↓

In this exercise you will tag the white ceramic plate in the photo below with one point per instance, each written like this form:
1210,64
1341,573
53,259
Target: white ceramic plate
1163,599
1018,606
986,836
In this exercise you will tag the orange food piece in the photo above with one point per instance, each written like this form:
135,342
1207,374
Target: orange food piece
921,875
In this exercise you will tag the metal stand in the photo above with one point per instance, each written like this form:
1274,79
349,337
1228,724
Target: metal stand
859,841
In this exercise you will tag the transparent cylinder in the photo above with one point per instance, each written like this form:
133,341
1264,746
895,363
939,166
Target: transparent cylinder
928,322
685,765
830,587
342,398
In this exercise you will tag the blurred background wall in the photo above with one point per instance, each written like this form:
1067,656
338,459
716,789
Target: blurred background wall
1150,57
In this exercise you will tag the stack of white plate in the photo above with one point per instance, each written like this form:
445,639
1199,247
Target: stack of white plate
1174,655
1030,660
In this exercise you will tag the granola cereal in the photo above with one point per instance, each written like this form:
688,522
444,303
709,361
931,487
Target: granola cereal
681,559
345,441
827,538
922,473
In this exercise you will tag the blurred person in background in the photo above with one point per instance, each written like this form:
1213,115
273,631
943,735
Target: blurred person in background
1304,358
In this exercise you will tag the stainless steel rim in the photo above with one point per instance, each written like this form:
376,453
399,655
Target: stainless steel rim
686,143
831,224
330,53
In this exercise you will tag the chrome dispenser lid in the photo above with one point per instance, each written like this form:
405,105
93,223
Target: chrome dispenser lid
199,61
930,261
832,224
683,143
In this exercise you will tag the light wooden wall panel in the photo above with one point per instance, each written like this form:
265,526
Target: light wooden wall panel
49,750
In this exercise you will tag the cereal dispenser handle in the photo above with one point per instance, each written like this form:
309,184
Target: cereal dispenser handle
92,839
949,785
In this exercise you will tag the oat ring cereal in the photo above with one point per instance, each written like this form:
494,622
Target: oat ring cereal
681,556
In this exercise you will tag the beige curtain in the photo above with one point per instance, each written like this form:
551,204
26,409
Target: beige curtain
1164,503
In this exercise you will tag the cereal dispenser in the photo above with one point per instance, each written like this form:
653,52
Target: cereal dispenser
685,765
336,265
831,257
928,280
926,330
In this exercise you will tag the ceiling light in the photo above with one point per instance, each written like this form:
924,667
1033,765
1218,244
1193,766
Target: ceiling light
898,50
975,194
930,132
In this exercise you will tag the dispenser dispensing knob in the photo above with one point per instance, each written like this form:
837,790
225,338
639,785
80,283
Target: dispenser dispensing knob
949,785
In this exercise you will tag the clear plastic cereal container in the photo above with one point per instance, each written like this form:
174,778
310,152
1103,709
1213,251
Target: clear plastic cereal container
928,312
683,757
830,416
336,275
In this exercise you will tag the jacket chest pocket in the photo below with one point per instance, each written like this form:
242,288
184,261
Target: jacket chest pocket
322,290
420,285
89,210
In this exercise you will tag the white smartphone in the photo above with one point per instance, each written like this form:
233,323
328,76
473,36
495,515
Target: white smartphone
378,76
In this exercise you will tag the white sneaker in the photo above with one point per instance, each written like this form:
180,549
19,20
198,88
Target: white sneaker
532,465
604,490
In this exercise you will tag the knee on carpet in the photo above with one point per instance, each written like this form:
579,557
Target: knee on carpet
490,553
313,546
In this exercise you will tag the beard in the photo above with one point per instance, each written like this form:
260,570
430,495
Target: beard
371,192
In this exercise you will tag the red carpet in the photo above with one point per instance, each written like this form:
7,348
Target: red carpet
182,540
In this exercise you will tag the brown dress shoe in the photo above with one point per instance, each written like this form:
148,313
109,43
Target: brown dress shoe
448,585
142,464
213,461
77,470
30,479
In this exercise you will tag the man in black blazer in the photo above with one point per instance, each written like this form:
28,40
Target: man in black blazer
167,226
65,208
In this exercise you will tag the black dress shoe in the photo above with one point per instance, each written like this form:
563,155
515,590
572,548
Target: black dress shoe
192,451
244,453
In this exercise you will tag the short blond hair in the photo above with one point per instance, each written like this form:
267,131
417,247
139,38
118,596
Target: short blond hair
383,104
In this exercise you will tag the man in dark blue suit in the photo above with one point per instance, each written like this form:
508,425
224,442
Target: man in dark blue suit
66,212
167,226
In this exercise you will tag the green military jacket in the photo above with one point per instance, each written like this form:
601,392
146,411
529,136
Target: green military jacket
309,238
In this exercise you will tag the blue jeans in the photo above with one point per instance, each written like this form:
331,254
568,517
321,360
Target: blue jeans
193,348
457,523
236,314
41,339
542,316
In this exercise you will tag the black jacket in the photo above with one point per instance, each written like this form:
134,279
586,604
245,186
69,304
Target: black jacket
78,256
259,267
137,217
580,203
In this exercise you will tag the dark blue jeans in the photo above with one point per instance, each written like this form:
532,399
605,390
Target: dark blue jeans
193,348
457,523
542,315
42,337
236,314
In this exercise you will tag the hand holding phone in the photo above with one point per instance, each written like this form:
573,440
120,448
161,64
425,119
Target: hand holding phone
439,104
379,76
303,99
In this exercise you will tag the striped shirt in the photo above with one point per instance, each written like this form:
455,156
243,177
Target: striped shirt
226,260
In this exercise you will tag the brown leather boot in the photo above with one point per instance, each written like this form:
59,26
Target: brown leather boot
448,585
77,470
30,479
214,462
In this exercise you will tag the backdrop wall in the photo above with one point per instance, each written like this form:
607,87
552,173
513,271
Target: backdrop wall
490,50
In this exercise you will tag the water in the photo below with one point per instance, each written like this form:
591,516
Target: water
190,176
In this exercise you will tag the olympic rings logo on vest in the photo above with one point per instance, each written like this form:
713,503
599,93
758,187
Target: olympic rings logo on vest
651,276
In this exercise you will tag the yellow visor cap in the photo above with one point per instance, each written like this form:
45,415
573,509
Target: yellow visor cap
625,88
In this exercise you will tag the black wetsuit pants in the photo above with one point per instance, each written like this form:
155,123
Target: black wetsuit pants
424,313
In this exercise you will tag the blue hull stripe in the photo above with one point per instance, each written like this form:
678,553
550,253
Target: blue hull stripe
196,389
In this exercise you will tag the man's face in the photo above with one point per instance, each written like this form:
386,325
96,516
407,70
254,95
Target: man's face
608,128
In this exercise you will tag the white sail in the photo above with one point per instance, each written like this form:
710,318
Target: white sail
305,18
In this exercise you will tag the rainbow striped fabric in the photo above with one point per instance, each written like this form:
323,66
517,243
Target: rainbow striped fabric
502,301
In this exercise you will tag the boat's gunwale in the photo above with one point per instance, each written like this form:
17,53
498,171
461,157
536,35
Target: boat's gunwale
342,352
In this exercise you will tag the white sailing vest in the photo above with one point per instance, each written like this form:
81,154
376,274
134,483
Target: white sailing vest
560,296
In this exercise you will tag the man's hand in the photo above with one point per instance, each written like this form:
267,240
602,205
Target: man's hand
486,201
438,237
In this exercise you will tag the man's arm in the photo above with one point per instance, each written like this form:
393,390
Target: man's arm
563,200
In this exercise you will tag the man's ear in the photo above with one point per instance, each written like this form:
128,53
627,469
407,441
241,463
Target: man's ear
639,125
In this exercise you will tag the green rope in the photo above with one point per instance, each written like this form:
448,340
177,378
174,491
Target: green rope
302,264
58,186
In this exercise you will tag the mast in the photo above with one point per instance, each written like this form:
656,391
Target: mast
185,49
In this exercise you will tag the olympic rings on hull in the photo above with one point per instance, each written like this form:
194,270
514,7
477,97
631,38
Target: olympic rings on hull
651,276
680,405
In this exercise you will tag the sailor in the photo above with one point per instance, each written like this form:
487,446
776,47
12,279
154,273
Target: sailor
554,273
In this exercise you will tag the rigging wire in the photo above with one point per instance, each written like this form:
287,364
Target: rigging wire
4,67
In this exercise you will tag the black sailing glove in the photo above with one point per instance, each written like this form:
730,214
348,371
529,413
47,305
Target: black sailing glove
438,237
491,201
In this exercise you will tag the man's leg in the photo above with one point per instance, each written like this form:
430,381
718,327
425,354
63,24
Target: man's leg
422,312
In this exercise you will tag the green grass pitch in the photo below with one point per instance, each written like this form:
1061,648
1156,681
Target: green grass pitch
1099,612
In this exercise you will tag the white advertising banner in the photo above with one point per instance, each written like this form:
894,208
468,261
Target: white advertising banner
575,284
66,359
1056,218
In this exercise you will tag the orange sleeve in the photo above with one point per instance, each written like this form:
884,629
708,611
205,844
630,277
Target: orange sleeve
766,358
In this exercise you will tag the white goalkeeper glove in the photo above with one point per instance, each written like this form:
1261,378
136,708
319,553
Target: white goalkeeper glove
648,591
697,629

↑

#### [What is needed]
Everything from the line containing "In this exercise you will tag the mast" to the last line of the entries above should be quoted exactly, and only that.

#### [Task output]
In this exercise you will tag the mast in the photo above with one point per instance, each written like this form:
656,391
Target: mast
185,49
In this exercise you will tag the olympic rings on hull in the photo above with one point per instance, each written like this form:
194,270
514,7
477,97
631,38
Target: olympic rings on hull
651,276
680,405
In this exercise you will tag the sailor in the photo above with one point per instance, each written like this form:
487,446
776,47
12,279
154,273
Target: sailor
554,273
In this exercise you will tag the rigging wire in the photo above with one point per instance, each written like this form:
287,364
Target: rigging wire
4,67
In this exercise you will tag the black sailing glove in the photo above with one point per instance, each written like this form:
730,214
348,371
529,413
47,305
Target: black sailing glove
438,237
491,201
In this exercise you will tag the man's leg in the photo above with one point per instance, each written like this form:
430,381
718,327
425,354
63,24
Target: man's leg
422,312
In this exercise you will tag the green grass pitch in the photo below with one point per instance, each written like this form:
1061,648
1156,681
Target: green grass pitch
1099,612
In this exercise you will tag the white advertising banner in the photo above with one point per instance, each written like this form:
894,208
468,261
Target: white advertising banner
575,284
66,359
1056,218
In this exercise you will tag the orange sleeve in the photo above with one point per instance, each written like this form:
884,629
708,611
205,844
630,277
Target: orange sleeve
766,358
In this exercise you will tag the white goalkeeper glove in the photo above with one point per instance, each written like this form:
1261,378
136,708
319,553
Target: white goalkeeper glove
648,591
697,629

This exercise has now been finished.